- **Exercise details**:
Write out the data below in full, please. Keep every character as given.

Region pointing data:
● ● ●
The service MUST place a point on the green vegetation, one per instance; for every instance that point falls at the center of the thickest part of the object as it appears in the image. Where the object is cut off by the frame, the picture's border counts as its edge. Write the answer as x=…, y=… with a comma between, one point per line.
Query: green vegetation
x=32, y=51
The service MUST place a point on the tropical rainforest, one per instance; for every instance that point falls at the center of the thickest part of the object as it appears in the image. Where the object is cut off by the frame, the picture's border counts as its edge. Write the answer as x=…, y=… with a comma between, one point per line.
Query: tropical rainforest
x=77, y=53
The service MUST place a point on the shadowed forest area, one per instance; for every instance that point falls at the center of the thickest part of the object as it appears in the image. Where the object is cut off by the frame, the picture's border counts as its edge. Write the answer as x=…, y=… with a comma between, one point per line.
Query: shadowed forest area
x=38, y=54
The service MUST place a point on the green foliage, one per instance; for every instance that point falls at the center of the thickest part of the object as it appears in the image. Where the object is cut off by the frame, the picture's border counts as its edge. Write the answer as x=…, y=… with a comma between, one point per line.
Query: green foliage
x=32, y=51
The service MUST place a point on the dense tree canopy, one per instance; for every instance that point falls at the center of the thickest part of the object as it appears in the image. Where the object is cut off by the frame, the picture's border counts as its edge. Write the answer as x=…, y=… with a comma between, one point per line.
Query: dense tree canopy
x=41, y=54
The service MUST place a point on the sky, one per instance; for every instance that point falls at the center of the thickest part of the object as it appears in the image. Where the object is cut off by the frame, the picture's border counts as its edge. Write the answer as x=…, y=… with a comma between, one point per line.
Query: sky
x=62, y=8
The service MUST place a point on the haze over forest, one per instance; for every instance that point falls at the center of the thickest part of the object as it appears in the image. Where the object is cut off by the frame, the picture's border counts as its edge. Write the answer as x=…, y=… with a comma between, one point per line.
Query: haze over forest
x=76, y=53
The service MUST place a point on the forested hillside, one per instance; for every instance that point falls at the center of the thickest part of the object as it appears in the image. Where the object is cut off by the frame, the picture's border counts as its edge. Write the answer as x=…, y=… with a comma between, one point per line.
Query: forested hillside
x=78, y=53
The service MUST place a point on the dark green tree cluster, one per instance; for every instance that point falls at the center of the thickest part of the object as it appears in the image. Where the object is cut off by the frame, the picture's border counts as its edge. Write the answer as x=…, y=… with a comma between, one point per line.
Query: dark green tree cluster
● ● ●
- **Your response**:
The service MUST place a point on the green vegetation, one per instance; for every instance that point falls at the center of the thickest part of the object as it appears in the image. Where the object is cut off by the frame, the picture's border counts as its edge. Write the answer as x=…, y=… with a comma between, one point per line.
Query: green vegetation
x=32, y=51
The service MUST place a point on the tropical rainforest, one per instance; for every instance that point falls at the center of the thickest part of the object as it appears in the image. Where the object is cut off by the frame, the picture's border counts as its edge. Write the answer as x=…, y=… with a comma between, one point per line.
Query: tropical rainforest
x=77, y=53
The service MUST place a point on the shadowed forest area, one per instance; for every instance that point falls at the center of the thickest part of the object as it appears in the image. Where the object is cut off by the frame, the picture's border counts as its edge. Write the answer as x=…, y=… with a comma between, one point per line.
Query: shadowed forest area
x=38, y=54
The service MUST place a point on the green foliage, one per instance; for every instance that point falls at the center of the thickest part of the object as it appears in the image. Where the object is cut off by the frame, the picture's border counts as its edge. Write the answer as x=…, y=… with a comma between, one point per line.
Query: green foliage
x=32, y=51
The service MUST place a point on the dense tree canopy, one per instance; for every instance that point falls at the center of the thickest part of the object as it appears in the image. Where the object is cut off by the frame, the picture's border counts as its edge. Write the answer as x=…, y=… with a comma between, one point per line.
Query: dense tree canopy
x=41, y=54
The service MUST place a point on the sky, one per instance; for every instance that point falls at the center of the thickest part of the object as it appears in the image. Where the object is cut off by the frame, the picture's border counts as its edge. Write the answer as x=…, y=… with a comma between, one point per line.
Query: sky
x=62, y=8
The service MUST place a point on the haze over forest, one per instance; for every instance that point falls at the center of the thickest part of the object as it appears in the image. Where the object is cut off by the frame, the picture's border counts as its edge. Write the answer as x=…, y=… with a comma between, one point per line.
Query: haze over forest
x=76, y=53
The service MUST place a point on the forested hillside, one per instance; for every instance that point falls at the center of the thickest part of the object as it appears in the image. Where the object is cut off by the frame, the picture's border counts as its edge. Write the answer as x=…, y=… with a comma between, one point per line.
Query: forested hillside
x=78, y=53
The service MUST place a point on the dark green tree cluster, one per instance; for every instance that point falls at the center of the thickest part of the object as it appears in the image. Where the object is cut off by the frame, the picture's border counts as its edge. Write the answer as x=…, y=… with a comma between, one point per line.
Query: dark green tree cluster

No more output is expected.